Problem to work on
Only text is carried over. Reproduce the entries below exactly.

Stored data entries
○ ○ ○

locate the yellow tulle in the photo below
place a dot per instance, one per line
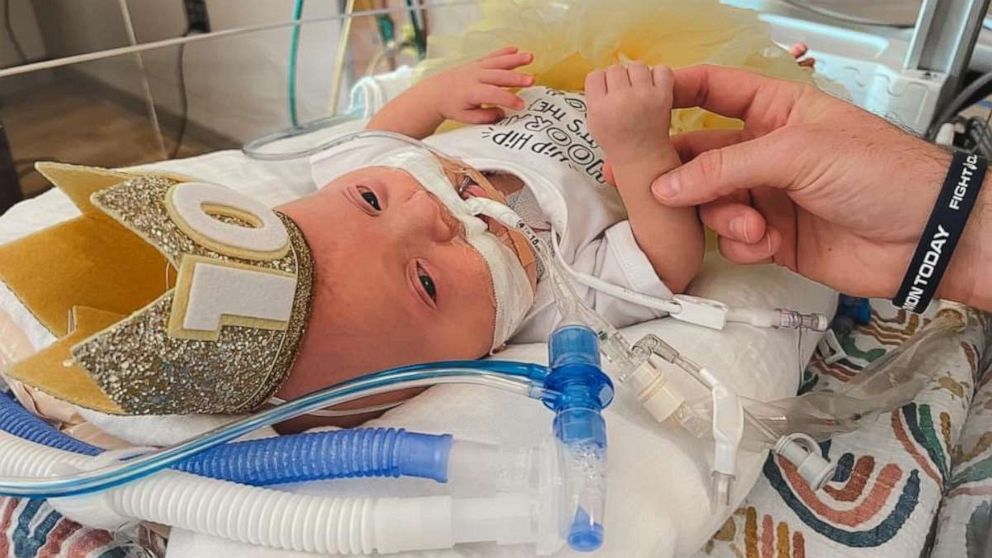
(570, 38)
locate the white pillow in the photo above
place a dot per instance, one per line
(659, 478)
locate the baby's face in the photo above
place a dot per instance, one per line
(396, 282)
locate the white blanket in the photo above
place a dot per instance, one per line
(659, 480)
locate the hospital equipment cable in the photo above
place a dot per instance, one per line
(846, 18)
(18, 48)
(971, 94)
(419, 30)
(183, 98)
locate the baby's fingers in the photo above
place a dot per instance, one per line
(482, 115)
(506, 61)
(506, 78)
(502, 51)
(493, 95)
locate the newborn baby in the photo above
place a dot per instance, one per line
(396, 280)
(170, 296)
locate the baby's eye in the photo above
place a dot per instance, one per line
(370, 198)
(427, 283)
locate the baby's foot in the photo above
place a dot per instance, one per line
(798, 51)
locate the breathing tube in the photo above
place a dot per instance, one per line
(566, 504)
(728, 419)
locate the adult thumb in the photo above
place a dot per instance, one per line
(719, 172)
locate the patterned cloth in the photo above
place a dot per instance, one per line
(892, 473)
(964, 522)
(884, 500)
(31, 528)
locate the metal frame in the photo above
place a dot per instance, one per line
(944, 39)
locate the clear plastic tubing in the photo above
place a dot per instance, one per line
(523, 379)
(351, 453)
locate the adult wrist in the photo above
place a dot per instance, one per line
(967, 279)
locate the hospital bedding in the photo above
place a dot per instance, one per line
(930, 460)
(647, 531)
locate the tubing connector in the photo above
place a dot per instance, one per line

○ ○ ○

Solution for this exercise
locate the yellow tulle in the photo below
place a dot per instance, one per line
(570, 38)
locate the white pillow in the photo above
place a dot per instance, one per line
(659, 478)
locate the baby's face in the photo above
place a dot per instance, one per line
(396, 282)
locate the white blanket in the photo above
place a dot per instance, one per line
(659, 480)
locate the hospital equipment cable in the photo above
place a dot per instance, one per line
(846, 18)
(18, 48)
(971, 94)
(419, 30)
(183, 98)
locate the baby's fingers in the photo above
place a dot per instance, one per line
(482, 115)
(506, 61)
(506, 78)
(502, 51)
(493, 95)
locate the newborn baby in the photo above
place a dot per instance, one per line
(396, 280)
(170, 296)
locate the baby's eye in the photo above
place a dot per instance, one per line
(370, 198)
(427, 283)
locate the baby's foot in the photo above
place a dot per instance, one per line
(798, 51)
locate the breathing tube in the photo above
place a dot per instance, one per line
(566, 504)
(728, 419)
locate the adult thumb in the photo above
place a dot per instance, one per line
(719, 172)
locate the patterned cloth in the photo above
place a dot per instance, one per line
(892, 473)
(964, 522)
(884, 500)
(31, 528)
locate the metal frame in the photo above
place a dot per instance, one per line
(944, 39)
locate the clear plastic tubing in the photo above
place a dot per instance, one per line
(523, 379)
(351, 453)
locate the adult wrist in the photo above
place a dot per instance, one per line
(967, 279)
locate the hospital bedding in the photo above
place a dot per instance, one per line
(930, 460)
(647, 531)
locate the tubing connector in the photo above
place a dot per instance, one per line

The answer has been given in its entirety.